Goal of the exercise: Beginning at the line with "Expected output: one point per instance of the red cap, every", output each line to the end of the listing below exactly, please.

Stored data:
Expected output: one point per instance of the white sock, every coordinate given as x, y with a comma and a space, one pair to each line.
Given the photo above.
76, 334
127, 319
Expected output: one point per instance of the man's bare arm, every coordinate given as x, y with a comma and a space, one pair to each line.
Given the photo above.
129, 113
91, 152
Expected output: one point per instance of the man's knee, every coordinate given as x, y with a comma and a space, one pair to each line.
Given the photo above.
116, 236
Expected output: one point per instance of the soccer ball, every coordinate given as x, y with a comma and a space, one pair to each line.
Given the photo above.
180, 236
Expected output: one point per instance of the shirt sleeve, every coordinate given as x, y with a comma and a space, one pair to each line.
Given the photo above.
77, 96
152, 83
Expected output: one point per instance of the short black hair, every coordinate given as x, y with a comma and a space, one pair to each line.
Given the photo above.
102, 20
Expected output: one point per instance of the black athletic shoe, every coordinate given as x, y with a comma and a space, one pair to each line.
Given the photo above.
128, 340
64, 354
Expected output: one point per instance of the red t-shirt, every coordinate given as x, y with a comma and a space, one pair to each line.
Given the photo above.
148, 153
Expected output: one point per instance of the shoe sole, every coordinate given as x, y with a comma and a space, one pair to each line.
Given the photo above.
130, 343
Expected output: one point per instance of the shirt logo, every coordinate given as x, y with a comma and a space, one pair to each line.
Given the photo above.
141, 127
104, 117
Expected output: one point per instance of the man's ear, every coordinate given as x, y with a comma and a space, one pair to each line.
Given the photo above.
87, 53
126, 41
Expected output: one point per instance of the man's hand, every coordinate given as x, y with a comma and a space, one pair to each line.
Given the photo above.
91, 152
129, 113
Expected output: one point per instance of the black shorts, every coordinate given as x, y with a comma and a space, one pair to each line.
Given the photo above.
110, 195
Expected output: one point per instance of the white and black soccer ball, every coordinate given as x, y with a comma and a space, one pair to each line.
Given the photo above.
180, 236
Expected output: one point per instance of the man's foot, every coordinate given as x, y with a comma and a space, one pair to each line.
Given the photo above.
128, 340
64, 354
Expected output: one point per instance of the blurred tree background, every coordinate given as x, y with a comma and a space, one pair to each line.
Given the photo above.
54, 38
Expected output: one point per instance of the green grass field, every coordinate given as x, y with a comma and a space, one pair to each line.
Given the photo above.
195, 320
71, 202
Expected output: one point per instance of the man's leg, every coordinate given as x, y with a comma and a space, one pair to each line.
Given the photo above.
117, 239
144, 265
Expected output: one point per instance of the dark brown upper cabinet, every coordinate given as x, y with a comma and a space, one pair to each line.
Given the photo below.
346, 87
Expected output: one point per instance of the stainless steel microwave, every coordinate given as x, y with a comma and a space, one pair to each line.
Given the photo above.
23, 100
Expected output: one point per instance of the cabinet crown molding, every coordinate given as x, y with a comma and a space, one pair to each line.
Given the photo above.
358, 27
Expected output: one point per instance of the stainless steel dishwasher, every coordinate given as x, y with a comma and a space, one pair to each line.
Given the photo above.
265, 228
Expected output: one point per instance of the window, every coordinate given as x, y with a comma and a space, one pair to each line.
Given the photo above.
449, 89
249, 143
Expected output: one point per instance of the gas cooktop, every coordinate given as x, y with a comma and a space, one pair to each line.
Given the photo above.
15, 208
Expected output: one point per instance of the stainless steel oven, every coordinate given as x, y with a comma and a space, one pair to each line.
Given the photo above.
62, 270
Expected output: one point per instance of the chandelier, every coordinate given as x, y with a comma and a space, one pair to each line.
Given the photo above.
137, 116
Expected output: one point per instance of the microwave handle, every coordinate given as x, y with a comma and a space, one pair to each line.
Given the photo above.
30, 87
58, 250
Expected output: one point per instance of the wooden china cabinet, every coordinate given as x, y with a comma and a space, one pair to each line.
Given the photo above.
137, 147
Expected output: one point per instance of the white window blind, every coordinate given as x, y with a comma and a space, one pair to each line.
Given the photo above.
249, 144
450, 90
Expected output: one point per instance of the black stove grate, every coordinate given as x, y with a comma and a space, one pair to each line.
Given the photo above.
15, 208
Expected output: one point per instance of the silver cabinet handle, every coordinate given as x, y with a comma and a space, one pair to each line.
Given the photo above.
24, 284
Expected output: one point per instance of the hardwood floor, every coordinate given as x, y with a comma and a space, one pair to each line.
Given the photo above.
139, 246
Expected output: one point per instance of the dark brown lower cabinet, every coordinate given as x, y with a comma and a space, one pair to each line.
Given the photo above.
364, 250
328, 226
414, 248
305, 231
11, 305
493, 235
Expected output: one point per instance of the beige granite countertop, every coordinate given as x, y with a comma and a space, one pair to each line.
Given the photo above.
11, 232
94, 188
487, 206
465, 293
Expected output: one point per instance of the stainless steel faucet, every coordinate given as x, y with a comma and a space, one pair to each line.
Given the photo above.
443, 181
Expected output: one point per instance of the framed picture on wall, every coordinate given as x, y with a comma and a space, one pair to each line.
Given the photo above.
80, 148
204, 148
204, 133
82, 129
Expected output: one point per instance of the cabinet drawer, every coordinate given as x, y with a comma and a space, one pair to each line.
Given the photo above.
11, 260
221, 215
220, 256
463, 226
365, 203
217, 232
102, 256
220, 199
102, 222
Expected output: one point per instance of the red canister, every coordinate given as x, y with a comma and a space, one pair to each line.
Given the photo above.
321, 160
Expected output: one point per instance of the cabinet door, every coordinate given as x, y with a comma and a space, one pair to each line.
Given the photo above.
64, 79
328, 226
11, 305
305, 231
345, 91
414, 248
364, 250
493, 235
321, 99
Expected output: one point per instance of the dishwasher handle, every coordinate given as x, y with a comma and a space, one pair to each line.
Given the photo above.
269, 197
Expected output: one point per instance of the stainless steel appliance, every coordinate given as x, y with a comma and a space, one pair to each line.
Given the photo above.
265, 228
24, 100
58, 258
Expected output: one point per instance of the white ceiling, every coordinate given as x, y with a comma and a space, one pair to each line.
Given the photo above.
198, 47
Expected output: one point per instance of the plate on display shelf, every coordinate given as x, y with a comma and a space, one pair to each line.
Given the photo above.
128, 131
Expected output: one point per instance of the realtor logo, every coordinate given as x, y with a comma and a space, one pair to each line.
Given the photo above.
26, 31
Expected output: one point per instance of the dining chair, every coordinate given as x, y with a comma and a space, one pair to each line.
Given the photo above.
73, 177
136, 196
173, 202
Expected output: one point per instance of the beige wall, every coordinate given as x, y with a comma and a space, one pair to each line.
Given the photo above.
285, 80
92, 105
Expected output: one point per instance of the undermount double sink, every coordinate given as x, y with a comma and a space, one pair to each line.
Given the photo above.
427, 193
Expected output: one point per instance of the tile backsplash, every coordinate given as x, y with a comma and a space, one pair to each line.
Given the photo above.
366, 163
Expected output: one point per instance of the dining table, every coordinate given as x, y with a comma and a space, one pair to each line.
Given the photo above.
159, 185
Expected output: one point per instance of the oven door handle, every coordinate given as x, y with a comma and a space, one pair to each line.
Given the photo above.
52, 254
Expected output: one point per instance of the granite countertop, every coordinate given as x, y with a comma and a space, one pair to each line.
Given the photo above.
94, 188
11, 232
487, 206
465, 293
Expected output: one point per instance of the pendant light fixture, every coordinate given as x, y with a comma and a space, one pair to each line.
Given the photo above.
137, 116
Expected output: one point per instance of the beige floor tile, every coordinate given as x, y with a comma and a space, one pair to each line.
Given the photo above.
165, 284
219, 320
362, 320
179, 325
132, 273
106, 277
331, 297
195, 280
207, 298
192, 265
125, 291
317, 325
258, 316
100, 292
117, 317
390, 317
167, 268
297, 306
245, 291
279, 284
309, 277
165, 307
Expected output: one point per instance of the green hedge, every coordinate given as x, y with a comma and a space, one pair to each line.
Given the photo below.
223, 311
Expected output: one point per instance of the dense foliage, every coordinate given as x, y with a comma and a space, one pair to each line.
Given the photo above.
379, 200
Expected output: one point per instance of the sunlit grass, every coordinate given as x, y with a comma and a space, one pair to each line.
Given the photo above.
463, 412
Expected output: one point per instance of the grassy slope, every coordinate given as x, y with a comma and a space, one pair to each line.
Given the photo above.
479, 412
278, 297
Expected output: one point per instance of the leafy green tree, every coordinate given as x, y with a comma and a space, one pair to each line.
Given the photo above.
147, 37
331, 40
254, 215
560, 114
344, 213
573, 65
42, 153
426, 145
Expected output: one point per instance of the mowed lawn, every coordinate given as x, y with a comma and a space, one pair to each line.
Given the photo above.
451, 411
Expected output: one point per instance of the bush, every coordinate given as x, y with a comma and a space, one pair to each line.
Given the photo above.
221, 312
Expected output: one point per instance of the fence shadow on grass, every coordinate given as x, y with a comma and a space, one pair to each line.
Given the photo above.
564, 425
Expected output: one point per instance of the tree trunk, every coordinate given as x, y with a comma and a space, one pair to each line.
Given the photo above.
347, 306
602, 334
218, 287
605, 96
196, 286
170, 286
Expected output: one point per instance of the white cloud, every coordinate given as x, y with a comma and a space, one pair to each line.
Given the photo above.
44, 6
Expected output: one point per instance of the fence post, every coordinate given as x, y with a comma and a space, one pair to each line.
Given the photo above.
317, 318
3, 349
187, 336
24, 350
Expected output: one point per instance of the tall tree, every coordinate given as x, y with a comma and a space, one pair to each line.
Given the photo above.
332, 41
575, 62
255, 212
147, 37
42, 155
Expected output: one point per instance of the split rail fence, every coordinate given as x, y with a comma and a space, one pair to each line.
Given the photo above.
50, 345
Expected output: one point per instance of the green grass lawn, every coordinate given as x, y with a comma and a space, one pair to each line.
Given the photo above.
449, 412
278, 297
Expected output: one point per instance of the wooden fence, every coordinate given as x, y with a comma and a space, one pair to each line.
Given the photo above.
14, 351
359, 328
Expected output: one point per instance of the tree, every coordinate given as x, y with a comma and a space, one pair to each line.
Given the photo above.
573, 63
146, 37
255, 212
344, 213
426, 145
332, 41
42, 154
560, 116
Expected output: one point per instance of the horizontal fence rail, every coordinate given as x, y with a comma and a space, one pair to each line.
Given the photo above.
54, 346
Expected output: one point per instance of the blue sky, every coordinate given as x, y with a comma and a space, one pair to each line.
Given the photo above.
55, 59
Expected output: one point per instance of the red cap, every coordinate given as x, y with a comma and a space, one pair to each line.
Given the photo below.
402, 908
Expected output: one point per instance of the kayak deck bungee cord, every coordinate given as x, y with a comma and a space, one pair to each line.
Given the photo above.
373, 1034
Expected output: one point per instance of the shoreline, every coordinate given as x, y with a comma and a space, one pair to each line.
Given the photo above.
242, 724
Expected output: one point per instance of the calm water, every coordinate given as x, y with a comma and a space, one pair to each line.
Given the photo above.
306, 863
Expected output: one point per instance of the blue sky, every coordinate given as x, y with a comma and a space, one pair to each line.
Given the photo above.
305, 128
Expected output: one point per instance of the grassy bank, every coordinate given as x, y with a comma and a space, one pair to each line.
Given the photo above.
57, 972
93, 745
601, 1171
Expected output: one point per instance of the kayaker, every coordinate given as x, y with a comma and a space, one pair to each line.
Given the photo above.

Response below:
Expected output: one point per instance of the red cap, every coordinate given as x, y with a comma and a space, one pair to each line.
Given the photo below.
402, 908
Expected output: one point per instance of the kayak deck bungee cord, every coordinate given as x, y with a comma and a space, one pair to each line.
Given the photo above.
373, 1034
Expected output: one point per instance of the shoreline, every coordinate given as x, y with a comma and a space, one pair to each line.
Given the photo above.
242, 724
Expected output: one point per instance of the calm water, every coordinate given as x, y with a comma and a space, one pair to each line.
Given the photo above.
306, 863
Expected output: one point per instance of the blue sky, every coordinate given as x, y with a comma and a space, one pair to each line.
Given the photo above.
305, 128
Expected output: one point per instance of the grassy bank, every coordinate given as x, y with a comma and a space, one pair to each line.
Given the photo above.
57, 972
93, 745
601, 1171
Expected output: one point per instance of the kayaker, every coordinate given as x, y with a comma and a space, one pair to each line.
Given the photo above.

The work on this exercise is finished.